RECORDS PROVIDED.

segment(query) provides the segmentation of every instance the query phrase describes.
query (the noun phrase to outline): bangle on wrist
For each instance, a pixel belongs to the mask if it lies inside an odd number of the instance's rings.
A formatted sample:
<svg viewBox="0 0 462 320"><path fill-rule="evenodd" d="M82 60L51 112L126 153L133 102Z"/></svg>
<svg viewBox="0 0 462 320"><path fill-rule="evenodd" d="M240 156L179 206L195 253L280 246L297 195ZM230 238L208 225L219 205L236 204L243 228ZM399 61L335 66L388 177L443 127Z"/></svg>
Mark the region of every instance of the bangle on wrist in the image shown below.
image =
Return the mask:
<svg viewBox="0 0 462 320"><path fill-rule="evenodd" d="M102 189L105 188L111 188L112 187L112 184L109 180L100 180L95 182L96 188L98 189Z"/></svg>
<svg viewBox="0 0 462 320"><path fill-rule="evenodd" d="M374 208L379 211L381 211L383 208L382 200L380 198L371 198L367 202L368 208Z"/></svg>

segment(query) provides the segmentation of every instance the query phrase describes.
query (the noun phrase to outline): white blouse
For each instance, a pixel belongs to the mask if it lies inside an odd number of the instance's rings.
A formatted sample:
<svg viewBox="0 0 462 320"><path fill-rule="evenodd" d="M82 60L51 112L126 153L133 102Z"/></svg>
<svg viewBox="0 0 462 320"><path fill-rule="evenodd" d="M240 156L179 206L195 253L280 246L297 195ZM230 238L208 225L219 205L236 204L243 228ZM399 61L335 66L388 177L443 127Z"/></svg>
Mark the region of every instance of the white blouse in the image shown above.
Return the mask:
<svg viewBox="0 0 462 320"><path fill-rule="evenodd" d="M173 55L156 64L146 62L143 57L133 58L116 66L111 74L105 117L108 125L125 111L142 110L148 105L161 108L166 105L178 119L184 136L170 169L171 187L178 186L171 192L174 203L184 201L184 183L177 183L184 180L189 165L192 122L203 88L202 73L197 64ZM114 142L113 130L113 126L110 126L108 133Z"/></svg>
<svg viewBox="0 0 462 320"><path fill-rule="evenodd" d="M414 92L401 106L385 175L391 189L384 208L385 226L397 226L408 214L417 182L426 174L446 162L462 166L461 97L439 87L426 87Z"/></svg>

PROBLEM.
List every line in the rows above that contains the string "outline", treating uppercase and lowercase as different.

REPLY.
query (the noun phrase to outline): bangle on wrist
query (the noun phrase to outline): white blouse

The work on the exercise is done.